> EXTRAIT À LIRE
- - -

Lorsqu’une personne stresse, notamment à cause du bruit, le cerveau, lui, perçoit un danger. Il envoie un message aux glandes surrénales qui relâchent dans le corps des hormones comme de l’adrénaline et du cortisol, entraînant des réactions physiologiques en cascade.
Plusieurs études ont montré que vivre dans des zones particulièrement bruyantes, notamment à proximité d’un aéroport ou d’une autoroute, n’était pas bon pour la santé…
– Pr J-L. P. : Oui, tout à fait. L’une d’entre elles révélait que les personnes habitant près d’un aéroport ou d’une autoroute consommaient deux fois plus de médicaments que les autres, notamment des anxiolytiques et des somnifères. Vous dormez moins bien dans le bruit chronique, assurément. Le sommeil est moins réparateur lorsqu’il est fragmenté. Mais des bruits intenses, même s’ils sont ponctuels, peuvent aussi fortement perturber le sommeil. C’est le cas du scooter sans pot d’échappement, qui va traverser une ville en pleine nuit, et réveiller des milliers de gens sur son passage. Par ailleurs, il faut distinguer le niveau sonore, et la connotation qu’on donne aux bruits entendus. Par exemple, le ressac de l’océan fait autant de bruit qu’une autoroute. Mais quand le premier va bercer et vous endormir, les nuisances sonores de la seconde vont provoquer des troubles du sommeil.

- - -

> DONNÉES PRÉSENTÉES
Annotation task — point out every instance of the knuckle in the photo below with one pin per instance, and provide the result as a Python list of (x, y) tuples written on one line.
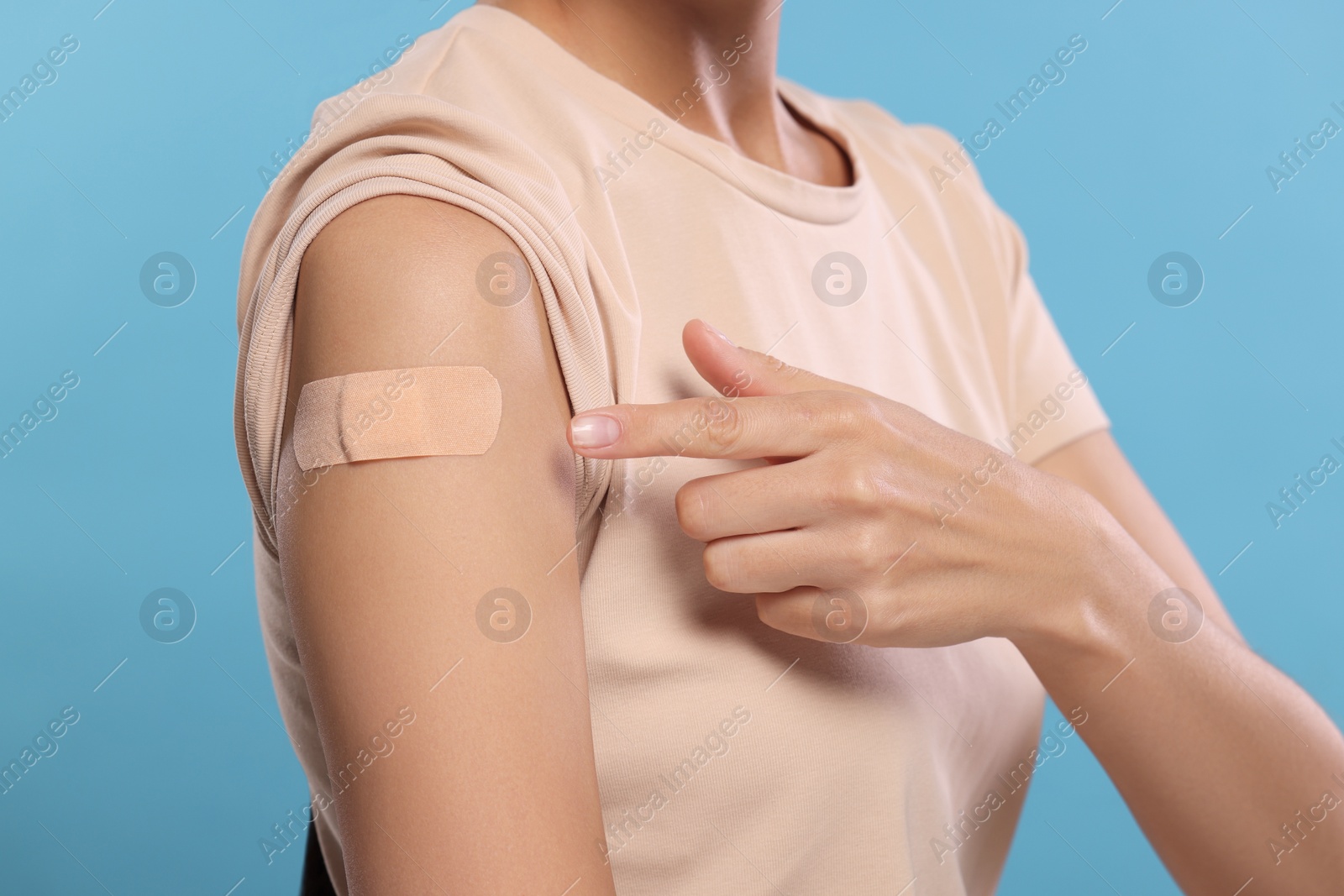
[(691, 513), (867, 551), (723, 427), (857, 486)]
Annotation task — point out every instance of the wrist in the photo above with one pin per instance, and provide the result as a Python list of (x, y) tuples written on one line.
[(1093, 600)]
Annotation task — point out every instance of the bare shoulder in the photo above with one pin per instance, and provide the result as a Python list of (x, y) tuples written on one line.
[(405, 281)]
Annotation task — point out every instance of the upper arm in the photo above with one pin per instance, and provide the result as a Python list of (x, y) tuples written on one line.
[(492, 788), (1097, 464)]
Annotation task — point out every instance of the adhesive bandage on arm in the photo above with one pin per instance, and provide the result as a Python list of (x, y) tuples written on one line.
[(420, 411)]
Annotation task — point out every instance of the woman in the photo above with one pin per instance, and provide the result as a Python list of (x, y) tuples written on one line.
[(738, 625)]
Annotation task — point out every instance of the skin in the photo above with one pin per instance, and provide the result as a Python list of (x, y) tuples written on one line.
[(492, 789), (1211, 747)]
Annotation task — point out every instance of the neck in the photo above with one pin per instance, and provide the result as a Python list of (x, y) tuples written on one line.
[(707, 63)]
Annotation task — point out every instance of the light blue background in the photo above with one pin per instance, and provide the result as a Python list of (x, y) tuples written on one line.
[(151, 140)]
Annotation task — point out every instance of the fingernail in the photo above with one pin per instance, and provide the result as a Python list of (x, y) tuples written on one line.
[(718, 332), (595, 430)]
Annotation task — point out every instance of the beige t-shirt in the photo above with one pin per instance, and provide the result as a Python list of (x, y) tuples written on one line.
[(732, 758)]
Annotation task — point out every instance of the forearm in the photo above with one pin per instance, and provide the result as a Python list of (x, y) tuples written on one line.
[(1214, 750)]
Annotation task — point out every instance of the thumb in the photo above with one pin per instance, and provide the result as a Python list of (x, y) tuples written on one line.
[(741, 371)]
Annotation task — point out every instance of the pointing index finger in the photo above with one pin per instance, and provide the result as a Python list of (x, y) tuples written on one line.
[(705, 427)]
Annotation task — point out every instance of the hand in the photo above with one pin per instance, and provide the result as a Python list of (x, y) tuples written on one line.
[(870, 523)]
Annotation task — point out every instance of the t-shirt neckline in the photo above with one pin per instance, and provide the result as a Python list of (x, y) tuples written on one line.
[(783, 192)]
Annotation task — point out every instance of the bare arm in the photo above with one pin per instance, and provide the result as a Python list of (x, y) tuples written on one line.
[(492, 788), (905, 533), (1213, 748)]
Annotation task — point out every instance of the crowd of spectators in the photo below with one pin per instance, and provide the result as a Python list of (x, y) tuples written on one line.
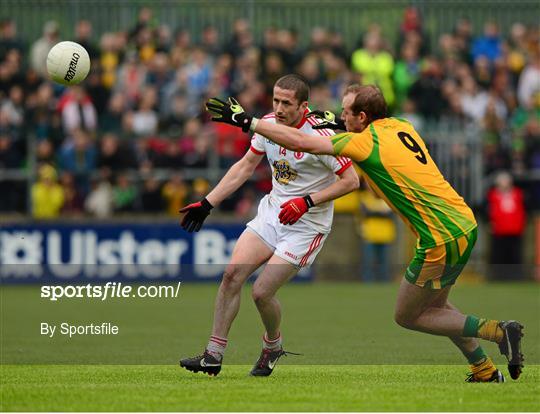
[(121, 141)]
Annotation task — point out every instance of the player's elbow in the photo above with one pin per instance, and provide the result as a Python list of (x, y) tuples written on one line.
[(352, 182), (297, 145)]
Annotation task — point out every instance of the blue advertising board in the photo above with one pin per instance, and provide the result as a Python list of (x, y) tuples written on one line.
[(71, 252)]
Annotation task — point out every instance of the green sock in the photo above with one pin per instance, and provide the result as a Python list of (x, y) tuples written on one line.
[(476, 356), (470, 329)]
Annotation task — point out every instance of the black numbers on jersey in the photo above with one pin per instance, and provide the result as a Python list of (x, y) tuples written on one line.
[(412, 145)]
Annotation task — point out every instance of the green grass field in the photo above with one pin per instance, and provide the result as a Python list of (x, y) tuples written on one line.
[(355, 358)]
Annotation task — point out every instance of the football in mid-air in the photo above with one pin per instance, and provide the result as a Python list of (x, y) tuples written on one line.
[(68, 63)]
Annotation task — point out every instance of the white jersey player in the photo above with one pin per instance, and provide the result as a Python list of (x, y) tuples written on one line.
[(288, 232)]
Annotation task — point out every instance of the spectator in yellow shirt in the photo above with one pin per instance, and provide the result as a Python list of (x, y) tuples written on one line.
[(174, 192), (47, 194)]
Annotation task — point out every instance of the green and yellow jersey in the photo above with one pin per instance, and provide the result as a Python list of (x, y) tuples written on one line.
[(397, 165)]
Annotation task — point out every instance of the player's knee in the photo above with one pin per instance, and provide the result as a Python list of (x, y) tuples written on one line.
[(232, 277), (404, 320), (259, 295)]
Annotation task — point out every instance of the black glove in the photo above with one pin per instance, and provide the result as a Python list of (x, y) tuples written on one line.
[(229, 112), (196, 213), (328, 120)]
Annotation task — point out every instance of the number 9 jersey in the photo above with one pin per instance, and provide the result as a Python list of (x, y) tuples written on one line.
[(398, 167)]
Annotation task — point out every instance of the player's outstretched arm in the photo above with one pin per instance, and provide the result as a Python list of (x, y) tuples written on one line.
[(196, 213), (232, 113)]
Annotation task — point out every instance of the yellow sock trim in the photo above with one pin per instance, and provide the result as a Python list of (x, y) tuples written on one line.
[(490, 330), (484, 370)]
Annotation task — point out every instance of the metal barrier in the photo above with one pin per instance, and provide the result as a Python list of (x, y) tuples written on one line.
[(458, 151), (349, 17)]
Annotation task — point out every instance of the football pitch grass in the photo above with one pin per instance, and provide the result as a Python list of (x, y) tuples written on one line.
[(355, 358)]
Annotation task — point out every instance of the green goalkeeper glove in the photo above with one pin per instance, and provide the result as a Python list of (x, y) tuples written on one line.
[(328, 120), (229, 112)]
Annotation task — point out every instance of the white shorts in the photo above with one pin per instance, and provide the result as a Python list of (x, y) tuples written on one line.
[(298, 244)]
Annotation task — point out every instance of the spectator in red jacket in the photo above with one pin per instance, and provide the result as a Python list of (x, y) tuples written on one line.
[(507, 220)]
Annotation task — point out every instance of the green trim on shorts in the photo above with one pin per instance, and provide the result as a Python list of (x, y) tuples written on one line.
[(455, 263)]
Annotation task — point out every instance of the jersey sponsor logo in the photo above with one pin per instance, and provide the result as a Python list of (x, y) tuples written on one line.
[(283, 172)]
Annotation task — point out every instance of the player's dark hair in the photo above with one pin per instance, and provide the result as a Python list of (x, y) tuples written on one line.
[(295, 83), (370, 100)]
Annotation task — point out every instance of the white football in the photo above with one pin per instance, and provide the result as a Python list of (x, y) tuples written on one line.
[(68, 63)]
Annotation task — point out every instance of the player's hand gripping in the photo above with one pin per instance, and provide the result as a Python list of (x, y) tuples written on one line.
[(328, 120), (292, 210), (230, 112), (196, 213)]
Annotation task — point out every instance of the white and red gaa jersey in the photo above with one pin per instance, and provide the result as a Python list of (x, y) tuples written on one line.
[(297, 174)]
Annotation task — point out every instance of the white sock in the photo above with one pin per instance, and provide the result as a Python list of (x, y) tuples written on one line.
[(216, 347), (271, 344)]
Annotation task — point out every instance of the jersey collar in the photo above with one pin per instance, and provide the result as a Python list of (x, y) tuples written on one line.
[(303, 120)]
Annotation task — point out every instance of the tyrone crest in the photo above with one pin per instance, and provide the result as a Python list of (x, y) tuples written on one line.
[(283, 173)]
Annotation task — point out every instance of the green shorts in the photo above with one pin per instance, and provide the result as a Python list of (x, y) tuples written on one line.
[(439, 266)]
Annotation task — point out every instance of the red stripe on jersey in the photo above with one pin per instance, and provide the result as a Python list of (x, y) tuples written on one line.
[(342, 169), (256, 151), (345, 160), (313, 246)]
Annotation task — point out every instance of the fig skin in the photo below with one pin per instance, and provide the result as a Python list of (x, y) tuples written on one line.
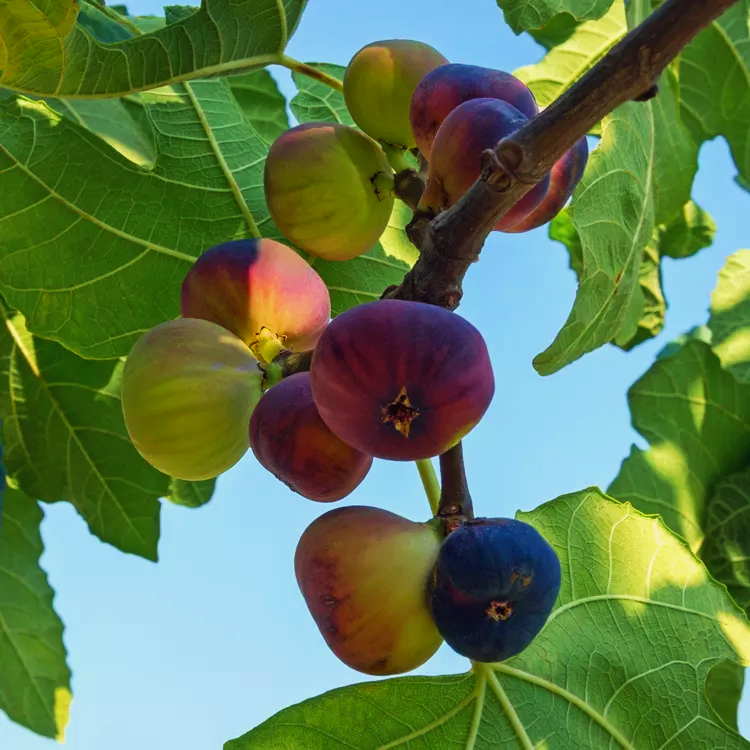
[(379, 83), (401, 380), (290, 440), (247, 285), (493, 587), (456, 156), (444, 88), (329, 189), (363, 573), (564, 178), (189, 388)]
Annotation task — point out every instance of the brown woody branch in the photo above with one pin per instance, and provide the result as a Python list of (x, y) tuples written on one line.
[(451, 241)]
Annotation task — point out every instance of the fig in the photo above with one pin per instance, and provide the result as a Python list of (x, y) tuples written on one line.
[(289, 438), (250, 285), (564, 178), (364, 573), (329, 189), (189, 388), (401, 380), (379, 83), (444, 88), (456, 156), (493, 587)]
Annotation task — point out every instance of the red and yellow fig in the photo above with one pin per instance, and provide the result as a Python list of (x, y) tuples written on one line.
[(189, 388), (379, 83), (329, 189), (364, 574), (289, 438), (258, 285)]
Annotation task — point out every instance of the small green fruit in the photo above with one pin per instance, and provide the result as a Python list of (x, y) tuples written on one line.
[(189, 388), (329, 189), (379, 83)]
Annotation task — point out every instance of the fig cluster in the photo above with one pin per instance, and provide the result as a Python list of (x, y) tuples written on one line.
[(391, 379)]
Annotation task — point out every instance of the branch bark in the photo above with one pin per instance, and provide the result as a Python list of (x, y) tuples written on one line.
[(451, 241)]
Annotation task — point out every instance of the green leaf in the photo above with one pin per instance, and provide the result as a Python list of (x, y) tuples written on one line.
[(724, 689), (317, 102), (691, 230), (621, 662), (364, 279), (522, 15), (34, 678), (114, 122), (714, 75), (726, 547), (556, 31), (32, 37), (645, 317), (613, 213), (639, 177), (696, 417), (222, 36), (94, 248), (65, 439), (568, 60), (730, 316), (262, 102), (191, 494)]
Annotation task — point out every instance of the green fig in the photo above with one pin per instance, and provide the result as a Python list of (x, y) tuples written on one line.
[(364, 573), (189, 388), (379, 83), (329, 189)]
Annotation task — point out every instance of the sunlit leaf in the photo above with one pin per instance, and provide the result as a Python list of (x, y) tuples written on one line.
[(621, 662), (34, 675)]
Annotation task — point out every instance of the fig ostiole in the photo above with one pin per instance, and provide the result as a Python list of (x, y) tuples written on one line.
[(379, 83), (493, 587), (189, 388), (262, 291), (329, 189), (401, 380), (456, 156), (444, 88), (290, 440), (364, 574)]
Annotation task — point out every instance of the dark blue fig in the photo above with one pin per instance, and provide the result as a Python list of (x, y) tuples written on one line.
[(493, 587)]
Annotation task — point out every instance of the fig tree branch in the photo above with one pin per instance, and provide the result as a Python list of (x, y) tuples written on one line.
[(451, 241)]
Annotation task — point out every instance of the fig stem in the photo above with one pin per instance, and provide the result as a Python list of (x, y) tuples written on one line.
[(455, 501), (430, 483), (311, 72), (451, 242), (291, 362)]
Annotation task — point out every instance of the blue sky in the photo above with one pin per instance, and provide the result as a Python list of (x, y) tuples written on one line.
[(215, 638)]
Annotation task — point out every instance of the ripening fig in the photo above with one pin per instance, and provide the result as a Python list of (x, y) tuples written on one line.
[(364, 573), (250, 285), (456, 156), (564, 178), (329, 189), (378, 86), (289, 438), (189, 388), (444, 88), (401, 380), (493, 587)]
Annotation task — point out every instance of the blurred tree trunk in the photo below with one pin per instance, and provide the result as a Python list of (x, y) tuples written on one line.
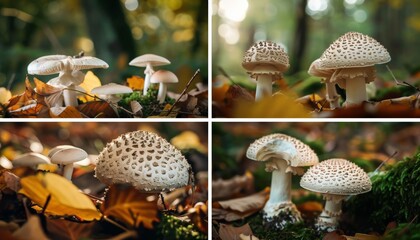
[(300, 38)]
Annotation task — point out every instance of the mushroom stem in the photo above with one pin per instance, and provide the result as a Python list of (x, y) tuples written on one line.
[(162, 92), (68, 171), (148, 74), (70, 96), (264, 86), (355, 91), (332, 96)]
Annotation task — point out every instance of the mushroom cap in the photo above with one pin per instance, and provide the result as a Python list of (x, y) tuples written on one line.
[(163, 76), (66, 154), (352, 50), (305, 155), (152, 59), (144, 160), (30, 159), (111, 88), (336, 176), (266, 57), (52, 64)]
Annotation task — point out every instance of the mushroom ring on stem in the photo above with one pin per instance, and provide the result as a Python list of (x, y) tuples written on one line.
[(283, 156), (335, 179), (265, 61), (148, 61), (69, 72), (353, 57)]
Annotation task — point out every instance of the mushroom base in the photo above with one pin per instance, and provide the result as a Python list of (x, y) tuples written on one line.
[(280, 214)]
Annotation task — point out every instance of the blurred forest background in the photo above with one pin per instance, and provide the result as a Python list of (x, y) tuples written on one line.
[(115, 31), (305, 28)]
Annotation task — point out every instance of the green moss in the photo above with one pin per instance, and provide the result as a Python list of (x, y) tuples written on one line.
[(394, 197), (172, 228)]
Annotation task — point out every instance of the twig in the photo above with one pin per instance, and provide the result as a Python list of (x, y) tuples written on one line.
[(183, 92)]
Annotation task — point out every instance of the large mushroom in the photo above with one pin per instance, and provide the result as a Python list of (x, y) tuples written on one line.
[(283, 155), (148, 61), (266, 62), (353, 57), (68, 68), (163, 77), (144, 160), (335, 179)]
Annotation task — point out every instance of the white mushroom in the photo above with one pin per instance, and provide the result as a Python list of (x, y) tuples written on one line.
[(68, 68), (265, 61), (66, 155), (353, 57), (148, 61), (163, 77), (143, 160), (283, 155), (335, 179)]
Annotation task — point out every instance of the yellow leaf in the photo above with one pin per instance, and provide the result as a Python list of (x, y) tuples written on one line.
[(91, 81), (188, 140), (66, 199), (135, 83), (5, 95)]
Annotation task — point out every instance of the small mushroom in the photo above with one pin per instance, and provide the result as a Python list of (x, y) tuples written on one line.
[(148, 61), (163, 77), (68, 68), (30, 160), (66, 155), (144, 160), (283, 155), (265, 61), (335, 179), (353, 57)]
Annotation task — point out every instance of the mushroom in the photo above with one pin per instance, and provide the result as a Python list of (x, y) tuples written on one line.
[(352, 57), (163, 77), (265, 61), (144, 160), (66, 155), (335, 179), (283, 155), (30, 160), (148, 61), (68, 68)]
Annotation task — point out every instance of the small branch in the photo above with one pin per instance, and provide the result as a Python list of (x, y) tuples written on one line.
[(184, 91)]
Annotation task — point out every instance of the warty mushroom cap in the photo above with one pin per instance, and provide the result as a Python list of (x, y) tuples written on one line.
[(152, 59), (144, 160), (266, 57), (336, 176), (66, 154), (30, 159), (163, 76), (354, 50), (52, 64), (305, 155), (111, 88)]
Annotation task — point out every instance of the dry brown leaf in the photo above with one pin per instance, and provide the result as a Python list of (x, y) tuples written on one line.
[(239, 208), (229, 232), (130, 206)]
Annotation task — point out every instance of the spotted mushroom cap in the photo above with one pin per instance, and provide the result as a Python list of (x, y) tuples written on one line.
[(144, 160), (305, 155), (353, 50), (265, 57), (336, 176)]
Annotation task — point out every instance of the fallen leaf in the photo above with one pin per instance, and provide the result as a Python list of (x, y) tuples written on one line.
[(66, 199), (229, 232), (136, 83), (130, 206), (240, 208)]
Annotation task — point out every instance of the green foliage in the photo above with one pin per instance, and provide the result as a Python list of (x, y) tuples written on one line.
[(394, 197), (172, 228)]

- - -

> LISTE DES TÂCHES
1. Indiquez par oui ou par non si chaque affirmation concorde avec l'extrait sur le bruit, en citant à l'identique les mots décisifs de l'extrait. (a) Les personnes habitant près d'un aéroport ou d'une autoroute consomment deux fois plus de médicaments que les autres. (b) Seuls les bruits chroniques perturbent le sommeil. (c) Le ressac de l'océan fait moins de bruit qu'une autoroute.
2. Recopiez sans rien changer le passage de l'extrait sur le bruit qui va de « Lorsqu’une personne stresse, notamment » jusqu'à « physiologiques en cascade. » inclus.

> RÉPONSES AUX TÂCHES
1.
(a) Oui : « les personnes habitant près d’un aéroport ou d’une autoroute consommaient deux fois plus de médicaments que les autres »
(b) Non : « des bruits intenses, même s’ils sont ponctuels, peuvent aussi fortement perturber le sommeil »
(c) Non : « le ressac de l’océan fait autant de bruit qu’une autoroute »

2.
Lorsqu’une personne stresse, notamment à cause du bruit, le cerveau, lui, perçoit un danger. Il envoie un message aux glandes surrénales qui relâchent dans le corps des hormones comme de l’adrénaline et du cortisol, entraînant des réactions physiologiques en cascade.